** Start of Source excerpt **
# Hedman Headers



## Honeyharbour62 (Jul 15, 2018)

Purchased headers already without figuring out clearances. They are full length going into 67 GTO with Dearborn 3spd toploader tranny and aftermarket high torque mini starter. Any heads up re this fit as far as oil filter or any other clearance issues. Engine is stock 400 with 670 heads. Thank you for your help.


----------



## bigD (Jul 21, 2016)

I ran the Hedman 1 3/4" 4-tubes in '67 & '69 GTO bracket cars, with 400 & 455. Never had any problems with the headers. 

Also ran Hedman 1 3/4" 4-tubes in our 1st & 2nd gen Birds. Always liked 'em.


----------



## Honeyharbour62 (Jul 15, 2018)

Great information bigD. Thank you for the feedback.


----------



## Dano628 (Jun 18, 2019)

I realize they aren’t the same year . On my 70 GTO 461 Eheads with Hedmans I had to move the proportioning valve to clear the headers.


----------



## Honeyharbour62 (Jul 15, 2018)

Drums all around so no proportioning valve.


----------



## Honeyharbour62 (Jul 15, 2018)
** End of Source excerpt **
** Start of Data section **
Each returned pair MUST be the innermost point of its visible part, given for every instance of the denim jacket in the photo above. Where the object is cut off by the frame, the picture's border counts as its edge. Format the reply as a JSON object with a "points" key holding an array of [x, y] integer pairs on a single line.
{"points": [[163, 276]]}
** End of Data section **
→ **Tasks and exercises**:
1) In the Hedman headers thread, what did Dano628 have to move on a 70 GTO to clear the headers?
2) Extend the Hedman headers forum thread past its last line.

→ **Expected outputs**:
1) The proportioning valve.

2)
I stand corrected. Proportioning or distribution block is on a 67 GTO with all wheel drums. It's on the inside of the frame rail right next to where the Hedmans are. Moving that block and rerouting lines from the master cylinder to and from it. The rag joint on the standard steering box also interfers with headers so making clearance there as well. 'Z' bar, starter and oil filter clear np. Will wrap the high torque mini starter anyway.


----------



## john23 (Mar 6, 2016)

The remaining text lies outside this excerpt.